ACTIVITY
Answer these questions from the passage on MP3 players used as stethoscopes.
(a) What is Bill Hodgetts's profession?
(b) According to recent studies, up to how many times do some medical students have to listen to certain clinical sounds to tell them apart?
(c) Which other body sounds, besides chest sounds, are the researchers studying whether the devices could help doctors listen for?

READING PASSAGE
A couple Canadian researchers, Dr. Neil Skjodt, a pulmonologist, and Bill Hodgetts, an audiologist from the University of Alberta, are trying to use off-the-shelf mp3 players, with built-in microphones, as stethoscopes. Though the microphones in these things are nothing to write home about, the fact that they’re encased in a plastic shell provides for capturing the low resonance notes coming from within the body.
Discerning chest or heart sounds through a stethoscope is more of an art than a science. Recent studies have shown that some medical students have to listen to certain clinical sounds up to 500 times in order to be able to recognize one from the other.
Skjodt tested respiratory specialists in training to see if they had more accurate results with lung sounds recorded on an MP3 player. He said they were better at recognizing common combinations of breath sounds and wheezing using the device, though more subtle sounds were still a problem.
Skjodt and Hodgetts intend to provide subjects with reference recordings – a library of chest sounds in MP3 format – that helps them learn to differentiate one from another. And they are studying whether the devices could help doctors listening for heart and bowel sounds as well.

GIVEN RECORDS

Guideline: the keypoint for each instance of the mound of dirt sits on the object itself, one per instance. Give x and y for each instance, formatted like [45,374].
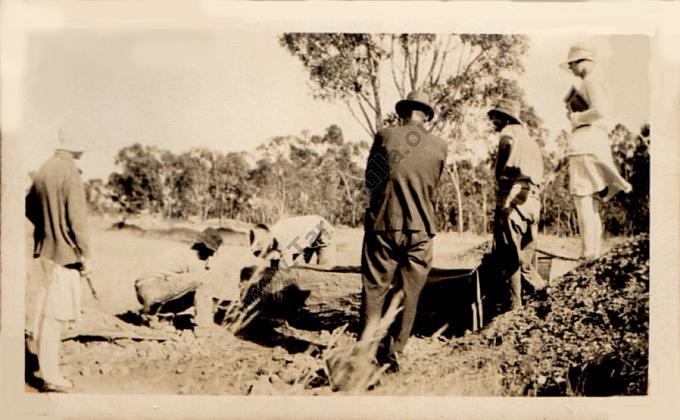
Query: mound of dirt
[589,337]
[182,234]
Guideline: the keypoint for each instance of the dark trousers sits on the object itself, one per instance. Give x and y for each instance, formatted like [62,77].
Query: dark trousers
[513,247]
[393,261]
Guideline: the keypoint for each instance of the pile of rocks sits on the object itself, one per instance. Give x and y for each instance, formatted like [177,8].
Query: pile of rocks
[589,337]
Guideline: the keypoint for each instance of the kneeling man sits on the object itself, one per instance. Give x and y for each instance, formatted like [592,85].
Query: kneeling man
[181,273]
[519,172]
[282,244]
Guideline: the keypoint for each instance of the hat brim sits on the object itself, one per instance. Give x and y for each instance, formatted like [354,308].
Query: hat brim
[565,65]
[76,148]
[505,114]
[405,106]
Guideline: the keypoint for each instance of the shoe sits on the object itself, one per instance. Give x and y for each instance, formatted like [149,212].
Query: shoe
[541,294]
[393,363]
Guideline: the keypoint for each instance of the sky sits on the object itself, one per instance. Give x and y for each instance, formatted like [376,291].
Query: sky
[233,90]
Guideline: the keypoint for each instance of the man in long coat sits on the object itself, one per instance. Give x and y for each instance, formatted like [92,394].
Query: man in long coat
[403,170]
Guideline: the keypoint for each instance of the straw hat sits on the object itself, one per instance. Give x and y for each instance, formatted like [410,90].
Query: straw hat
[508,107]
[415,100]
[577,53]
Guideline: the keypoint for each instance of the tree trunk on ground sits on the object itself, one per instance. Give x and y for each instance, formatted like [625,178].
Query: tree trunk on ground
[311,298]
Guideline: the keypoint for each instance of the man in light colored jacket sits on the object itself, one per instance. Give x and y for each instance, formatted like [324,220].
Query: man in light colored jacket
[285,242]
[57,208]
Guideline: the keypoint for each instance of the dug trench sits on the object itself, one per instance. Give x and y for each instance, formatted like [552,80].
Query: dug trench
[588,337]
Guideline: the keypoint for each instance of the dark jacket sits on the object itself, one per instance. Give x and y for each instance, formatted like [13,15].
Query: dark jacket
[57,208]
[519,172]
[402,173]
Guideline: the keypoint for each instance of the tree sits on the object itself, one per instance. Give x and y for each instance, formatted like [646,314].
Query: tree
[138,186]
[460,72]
...
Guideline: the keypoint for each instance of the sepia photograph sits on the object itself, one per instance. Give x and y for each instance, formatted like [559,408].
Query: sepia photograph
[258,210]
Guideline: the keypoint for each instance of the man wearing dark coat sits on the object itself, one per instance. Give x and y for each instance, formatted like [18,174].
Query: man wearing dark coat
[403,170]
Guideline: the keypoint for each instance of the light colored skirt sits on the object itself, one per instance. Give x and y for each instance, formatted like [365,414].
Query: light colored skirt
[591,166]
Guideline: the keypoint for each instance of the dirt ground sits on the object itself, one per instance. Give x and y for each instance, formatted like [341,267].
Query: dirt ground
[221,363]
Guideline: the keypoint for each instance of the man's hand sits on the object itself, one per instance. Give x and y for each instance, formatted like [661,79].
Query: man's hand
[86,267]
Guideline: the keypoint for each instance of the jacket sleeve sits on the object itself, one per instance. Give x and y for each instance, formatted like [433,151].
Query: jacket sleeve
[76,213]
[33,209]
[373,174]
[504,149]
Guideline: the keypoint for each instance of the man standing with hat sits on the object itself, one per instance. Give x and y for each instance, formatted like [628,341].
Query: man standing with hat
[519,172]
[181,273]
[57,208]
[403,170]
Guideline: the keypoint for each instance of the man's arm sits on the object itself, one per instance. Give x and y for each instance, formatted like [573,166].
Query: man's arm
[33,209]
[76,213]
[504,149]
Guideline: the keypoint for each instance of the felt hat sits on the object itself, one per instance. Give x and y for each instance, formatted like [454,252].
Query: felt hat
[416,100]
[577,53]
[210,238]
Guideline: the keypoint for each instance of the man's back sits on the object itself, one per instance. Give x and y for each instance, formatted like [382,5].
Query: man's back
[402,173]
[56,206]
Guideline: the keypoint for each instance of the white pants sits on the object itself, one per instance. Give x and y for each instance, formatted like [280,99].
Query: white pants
...
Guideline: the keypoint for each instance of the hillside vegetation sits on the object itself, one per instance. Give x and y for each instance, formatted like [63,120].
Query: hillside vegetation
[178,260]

RESPONSE
(a) He is an audiologist.
(b) Up to 500 times.
(c) Heart and bowel sounds.